Problem description
Copy out the listing below from the line containing "Target: tree bark" through its final line, both included, keeping the request lines unchanged. Multiply every point coordinate by 2.2 and round each result to a whole number, rounding halves up.

>> Start Information provided

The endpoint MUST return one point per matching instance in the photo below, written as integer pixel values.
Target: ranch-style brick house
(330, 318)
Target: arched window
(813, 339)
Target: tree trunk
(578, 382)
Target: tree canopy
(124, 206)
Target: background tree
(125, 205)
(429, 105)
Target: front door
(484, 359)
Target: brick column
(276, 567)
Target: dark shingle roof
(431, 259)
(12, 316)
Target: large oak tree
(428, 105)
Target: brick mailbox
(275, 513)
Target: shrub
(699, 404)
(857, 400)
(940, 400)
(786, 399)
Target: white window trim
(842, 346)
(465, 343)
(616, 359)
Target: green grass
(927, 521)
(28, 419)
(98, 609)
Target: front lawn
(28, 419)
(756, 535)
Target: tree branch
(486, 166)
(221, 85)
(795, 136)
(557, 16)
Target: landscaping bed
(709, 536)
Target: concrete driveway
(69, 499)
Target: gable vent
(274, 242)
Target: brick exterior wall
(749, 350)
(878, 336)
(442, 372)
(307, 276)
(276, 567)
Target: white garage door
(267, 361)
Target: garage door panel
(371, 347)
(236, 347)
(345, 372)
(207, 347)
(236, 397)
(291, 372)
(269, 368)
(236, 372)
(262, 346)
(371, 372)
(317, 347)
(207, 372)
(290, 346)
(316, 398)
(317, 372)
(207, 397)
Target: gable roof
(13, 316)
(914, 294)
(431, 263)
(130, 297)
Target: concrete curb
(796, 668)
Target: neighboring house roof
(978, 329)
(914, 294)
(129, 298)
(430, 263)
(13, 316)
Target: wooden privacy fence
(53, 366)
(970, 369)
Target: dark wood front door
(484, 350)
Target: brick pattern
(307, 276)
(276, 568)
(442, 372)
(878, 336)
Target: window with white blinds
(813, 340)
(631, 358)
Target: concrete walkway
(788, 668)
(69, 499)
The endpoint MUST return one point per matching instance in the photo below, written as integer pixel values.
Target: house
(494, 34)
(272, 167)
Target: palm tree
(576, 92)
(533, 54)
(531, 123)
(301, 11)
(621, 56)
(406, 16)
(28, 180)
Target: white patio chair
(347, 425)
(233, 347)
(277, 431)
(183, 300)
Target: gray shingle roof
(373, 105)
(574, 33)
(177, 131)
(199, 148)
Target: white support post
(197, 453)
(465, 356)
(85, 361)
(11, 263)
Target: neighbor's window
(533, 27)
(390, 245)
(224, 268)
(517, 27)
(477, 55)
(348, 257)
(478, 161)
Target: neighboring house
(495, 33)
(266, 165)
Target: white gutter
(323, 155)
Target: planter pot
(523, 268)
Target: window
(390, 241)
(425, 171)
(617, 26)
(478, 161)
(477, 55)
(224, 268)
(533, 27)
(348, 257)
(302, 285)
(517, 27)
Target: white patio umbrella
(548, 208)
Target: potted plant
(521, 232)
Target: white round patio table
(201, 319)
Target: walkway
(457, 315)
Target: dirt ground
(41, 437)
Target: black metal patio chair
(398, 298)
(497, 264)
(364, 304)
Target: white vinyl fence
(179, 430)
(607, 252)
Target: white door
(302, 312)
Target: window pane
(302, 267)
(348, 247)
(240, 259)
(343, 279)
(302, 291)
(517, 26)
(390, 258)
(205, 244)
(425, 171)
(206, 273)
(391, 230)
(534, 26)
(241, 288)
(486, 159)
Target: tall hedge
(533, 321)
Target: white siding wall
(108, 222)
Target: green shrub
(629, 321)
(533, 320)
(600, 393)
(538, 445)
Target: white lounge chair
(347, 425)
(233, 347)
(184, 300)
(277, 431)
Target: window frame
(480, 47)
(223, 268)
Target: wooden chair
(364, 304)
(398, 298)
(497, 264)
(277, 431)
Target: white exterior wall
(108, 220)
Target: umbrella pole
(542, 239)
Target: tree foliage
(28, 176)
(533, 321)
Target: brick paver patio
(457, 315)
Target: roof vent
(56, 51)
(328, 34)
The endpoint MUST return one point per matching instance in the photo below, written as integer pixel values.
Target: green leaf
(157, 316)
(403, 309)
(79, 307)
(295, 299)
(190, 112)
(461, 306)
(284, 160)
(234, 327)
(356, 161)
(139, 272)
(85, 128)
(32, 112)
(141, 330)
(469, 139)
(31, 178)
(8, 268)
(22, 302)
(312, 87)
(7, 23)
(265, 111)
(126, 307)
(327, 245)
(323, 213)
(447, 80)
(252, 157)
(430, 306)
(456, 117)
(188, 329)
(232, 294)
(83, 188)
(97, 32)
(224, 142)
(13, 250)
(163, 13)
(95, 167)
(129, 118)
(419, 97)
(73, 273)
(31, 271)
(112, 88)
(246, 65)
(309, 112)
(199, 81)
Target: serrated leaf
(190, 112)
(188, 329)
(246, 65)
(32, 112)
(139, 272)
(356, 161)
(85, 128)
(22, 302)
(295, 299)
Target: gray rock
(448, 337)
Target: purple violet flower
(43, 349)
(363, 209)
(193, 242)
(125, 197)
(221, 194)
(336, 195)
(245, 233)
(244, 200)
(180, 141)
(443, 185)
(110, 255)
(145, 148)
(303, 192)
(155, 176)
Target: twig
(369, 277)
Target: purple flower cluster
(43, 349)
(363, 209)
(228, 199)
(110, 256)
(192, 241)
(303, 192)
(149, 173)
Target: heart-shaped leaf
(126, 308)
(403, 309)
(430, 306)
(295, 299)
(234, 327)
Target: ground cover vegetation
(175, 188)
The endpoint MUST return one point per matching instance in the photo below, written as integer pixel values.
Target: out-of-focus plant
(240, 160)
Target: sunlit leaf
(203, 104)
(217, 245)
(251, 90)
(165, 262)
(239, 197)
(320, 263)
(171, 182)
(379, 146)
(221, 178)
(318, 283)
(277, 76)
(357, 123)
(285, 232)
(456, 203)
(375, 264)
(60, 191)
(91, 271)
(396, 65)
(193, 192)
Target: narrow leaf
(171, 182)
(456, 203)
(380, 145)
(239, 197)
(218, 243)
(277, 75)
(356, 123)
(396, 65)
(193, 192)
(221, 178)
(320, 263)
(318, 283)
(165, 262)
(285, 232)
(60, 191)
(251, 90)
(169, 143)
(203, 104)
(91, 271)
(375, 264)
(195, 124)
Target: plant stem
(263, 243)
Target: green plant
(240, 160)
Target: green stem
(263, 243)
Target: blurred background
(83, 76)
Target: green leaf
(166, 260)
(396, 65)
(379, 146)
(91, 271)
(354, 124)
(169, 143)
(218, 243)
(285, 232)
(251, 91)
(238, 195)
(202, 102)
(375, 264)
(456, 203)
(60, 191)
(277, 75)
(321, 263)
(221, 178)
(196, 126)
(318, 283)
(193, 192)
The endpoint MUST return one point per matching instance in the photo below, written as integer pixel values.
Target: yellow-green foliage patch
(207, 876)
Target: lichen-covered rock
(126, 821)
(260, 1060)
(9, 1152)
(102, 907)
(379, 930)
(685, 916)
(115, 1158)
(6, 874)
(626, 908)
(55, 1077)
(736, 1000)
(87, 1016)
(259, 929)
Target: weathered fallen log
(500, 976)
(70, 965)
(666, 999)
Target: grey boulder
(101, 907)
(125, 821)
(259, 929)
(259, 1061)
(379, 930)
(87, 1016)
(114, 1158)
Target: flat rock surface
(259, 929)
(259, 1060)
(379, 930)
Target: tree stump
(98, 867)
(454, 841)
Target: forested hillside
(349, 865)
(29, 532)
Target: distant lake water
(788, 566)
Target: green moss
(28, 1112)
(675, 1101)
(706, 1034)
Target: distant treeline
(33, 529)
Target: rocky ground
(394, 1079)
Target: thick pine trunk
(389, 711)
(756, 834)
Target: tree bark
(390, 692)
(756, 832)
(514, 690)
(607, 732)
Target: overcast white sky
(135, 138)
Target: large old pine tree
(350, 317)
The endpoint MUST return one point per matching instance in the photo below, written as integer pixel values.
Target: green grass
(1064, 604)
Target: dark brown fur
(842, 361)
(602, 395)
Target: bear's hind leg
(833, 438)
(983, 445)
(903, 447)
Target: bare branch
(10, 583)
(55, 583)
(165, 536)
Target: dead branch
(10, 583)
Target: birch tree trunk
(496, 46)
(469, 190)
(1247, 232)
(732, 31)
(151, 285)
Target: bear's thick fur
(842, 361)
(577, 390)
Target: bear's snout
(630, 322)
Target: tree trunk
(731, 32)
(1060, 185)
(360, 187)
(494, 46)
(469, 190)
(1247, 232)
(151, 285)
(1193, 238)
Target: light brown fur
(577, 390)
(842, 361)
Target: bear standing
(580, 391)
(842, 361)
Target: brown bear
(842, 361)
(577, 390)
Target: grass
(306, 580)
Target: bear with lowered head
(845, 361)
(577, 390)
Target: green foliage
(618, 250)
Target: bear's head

>> End Information provided

Final result
Target: tree bark
(858, 1522)
(1663, 1830)
(1131, 1518)
(1335, 1610)
Target: overcast white sky
(297, 304)
Target: large old pine tree
(770, 697)
The endpoint MUST return one point per matching instance in the photo below, written as integer pixel values.
Target: green grass
(2341, 1329)
Target: dark brown fur
(1852, 794)
(1324, 869)
Target: bear's hind leg
(1833, 964)
(2163, 979)
(1987, 983)
Target: bare branch
(22, 1283)
(121, 1283)
(363, 1179)
Target: dead branch
(22, 1283)
Target: birch tree trunk
(1091, 101)
(1032, 418)
(2743, 510)
(1610, 68)
(332, 627)
Target: bear's thick fur
(1852, 794)
(1269, 858)
Target: bear's snout
(1386, 708)
Target: tree trunk
(1608, 70)
(2332, 407)
(792, 411)
(1087, 101)
(1032, 418)
(2743, 510)
(332, 627)
(2625, 524)
Target: light brown fur
(1269, 858)
(1852, 794)
Target: bear standing
(1276, 860)
(1852, 794)
Target: brown bear
(1852, 794)
(1269, 858)
Target: grass
(673, 1276)
Target: bear with lowered head
(1859, 794)
(1269, 858)
Target: green foliage
(1360, 550)
Target: bear's head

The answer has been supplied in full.